__About this task__: Search the records for "slope". Report every line where it occurs.

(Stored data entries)
☆ ☆ ☆ ☆ ☆

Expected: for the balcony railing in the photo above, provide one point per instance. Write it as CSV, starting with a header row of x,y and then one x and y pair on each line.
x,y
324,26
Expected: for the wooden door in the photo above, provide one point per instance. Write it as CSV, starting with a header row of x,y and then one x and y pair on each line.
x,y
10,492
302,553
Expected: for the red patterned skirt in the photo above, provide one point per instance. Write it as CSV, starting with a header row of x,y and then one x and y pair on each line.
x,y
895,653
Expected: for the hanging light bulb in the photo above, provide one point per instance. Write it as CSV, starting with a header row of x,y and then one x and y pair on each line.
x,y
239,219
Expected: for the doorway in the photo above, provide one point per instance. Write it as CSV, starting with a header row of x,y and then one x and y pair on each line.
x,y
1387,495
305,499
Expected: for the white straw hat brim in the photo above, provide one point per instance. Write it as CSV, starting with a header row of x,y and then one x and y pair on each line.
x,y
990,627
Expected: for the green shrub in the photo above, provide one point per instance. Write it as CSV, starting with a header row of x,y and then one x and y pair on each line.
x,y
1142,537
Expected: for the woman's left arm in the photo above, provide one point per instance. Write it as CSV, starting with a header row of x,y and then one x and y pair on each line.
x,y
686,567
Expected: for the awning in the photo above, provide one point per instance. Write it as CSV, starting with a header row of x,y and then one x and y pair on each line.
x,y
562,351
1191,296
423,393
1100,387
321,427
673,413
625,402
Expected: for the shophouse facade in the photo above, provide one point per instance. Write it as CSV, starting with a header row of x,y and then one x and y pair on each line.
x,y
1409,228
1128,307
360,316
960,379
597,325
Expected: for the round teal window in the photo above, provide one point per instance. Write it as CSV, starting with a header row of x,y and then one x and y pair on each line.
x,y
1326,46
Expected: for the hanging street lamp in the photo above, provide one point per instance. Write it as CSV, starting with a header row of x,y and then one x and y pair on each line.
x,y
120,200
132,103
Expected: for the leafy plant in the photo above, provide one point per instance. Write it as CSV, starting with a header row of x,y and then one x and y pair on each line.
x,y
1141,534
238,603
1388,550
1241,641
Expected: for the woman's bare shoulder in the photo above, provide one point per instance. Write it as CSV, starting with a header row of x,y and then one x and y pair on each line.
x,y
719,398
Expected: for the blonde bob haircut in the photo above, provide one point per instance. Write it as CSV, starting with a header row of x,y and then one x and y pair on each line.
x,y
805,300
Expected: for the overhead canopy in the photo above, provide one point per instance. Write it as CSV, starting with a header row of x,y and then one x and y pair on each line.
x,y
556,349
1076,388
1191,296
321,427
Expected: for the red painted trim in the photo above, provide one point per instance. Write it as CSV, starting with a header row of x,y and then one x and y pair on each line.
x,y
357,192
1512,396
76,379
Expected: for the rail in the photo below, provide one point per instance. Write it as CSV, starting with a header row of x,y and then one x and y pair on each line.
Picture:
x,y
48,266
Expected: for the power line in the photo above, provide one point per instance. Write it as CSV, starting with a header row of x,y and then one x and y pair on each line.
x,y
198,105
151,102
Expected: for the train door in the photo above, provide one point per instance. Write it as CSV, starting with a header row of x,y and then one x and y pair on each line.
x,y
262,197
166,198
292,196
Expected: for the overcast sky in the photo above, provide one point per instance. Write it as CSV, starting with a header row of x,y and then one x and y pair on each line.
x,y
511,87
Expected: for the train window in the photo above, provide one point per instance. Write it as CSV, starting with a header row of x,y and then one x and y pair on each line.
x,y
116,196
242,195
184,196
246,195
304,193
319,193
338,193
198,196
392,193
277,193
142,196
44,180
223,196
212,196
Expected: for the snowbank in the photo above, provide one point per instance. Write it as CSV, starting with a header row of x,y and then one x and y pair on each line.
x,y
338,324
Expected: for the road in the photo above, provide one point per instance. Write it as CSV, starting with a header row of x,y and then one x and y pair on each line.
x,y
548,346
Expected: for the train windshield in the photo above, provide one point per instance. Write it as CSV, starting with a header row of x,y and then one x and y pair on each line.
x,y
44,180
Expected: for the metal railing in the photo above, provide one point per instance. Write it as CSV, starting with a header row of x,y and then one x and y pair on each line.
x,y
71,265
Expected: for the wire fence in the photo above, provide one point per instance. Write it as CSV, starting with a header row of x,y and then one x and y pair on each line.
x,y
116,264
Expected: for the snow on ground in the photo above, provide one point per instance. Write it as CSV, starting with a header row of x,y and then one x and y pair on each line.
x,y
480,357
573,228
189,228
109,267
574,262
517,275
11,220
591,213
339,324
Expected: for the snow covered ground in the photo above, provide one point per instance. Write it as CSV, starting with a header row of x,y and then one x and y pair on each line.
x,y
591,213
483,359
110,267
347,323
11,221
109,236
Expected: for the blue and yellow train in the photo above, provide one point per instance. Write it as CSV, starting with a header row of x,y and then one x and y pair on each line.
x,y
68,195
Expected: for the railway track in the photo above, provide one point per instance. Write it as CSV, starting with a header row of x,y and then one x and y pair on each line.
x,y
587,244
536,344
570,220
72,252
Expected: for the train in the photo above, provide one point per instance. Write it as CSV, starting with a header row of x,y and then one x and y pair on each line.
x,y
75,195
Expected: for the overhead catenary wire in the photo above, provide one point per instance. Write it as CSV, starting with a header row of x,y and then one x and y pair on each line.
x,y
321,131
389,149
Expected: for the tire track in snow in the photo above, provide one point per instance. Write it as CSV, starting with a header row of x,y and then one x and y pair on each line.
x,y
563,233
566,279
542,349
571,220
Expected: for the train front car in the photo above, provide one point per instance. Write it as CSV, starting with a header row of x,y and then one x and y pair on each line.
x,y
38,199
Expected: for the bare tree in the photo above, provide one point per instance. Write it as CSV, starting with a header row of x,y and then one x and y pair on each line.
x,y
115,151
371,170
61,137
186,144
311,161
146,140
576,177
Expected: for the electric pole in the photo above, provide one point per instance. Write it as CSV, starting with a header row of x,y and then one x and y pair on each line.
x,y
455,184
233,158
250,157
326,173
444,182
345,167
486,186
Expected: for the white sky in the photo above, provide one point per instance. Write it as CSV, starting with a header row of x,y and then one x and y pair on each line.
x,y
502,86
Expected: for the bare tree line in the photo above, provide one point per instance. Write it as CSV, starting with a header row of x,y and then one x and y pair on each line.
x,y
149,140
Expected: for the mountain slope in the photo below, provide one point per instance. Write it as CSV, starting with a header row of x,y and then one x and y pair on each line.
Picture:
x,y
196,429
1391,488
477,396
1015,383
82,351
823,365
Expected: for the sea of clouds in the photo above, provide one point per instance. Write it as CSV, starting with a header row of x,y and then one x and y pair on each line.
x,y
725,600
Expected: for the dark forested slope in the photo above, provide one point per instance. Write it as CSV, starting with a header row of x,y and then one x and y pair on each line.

☆ ☆ ☆ ☆ ☆

__Reply to the exercise__:
Expected: for the mountain slope in the photo below, provide one point per instance. Write it as CSV, starting with a header row of x,y and then one x and y pair on each line.
Expected: for the dark forested slope in the photo above, provide one point per instance. Write it as CSV, starting with a header row of x,y and then one x and y pair on each line.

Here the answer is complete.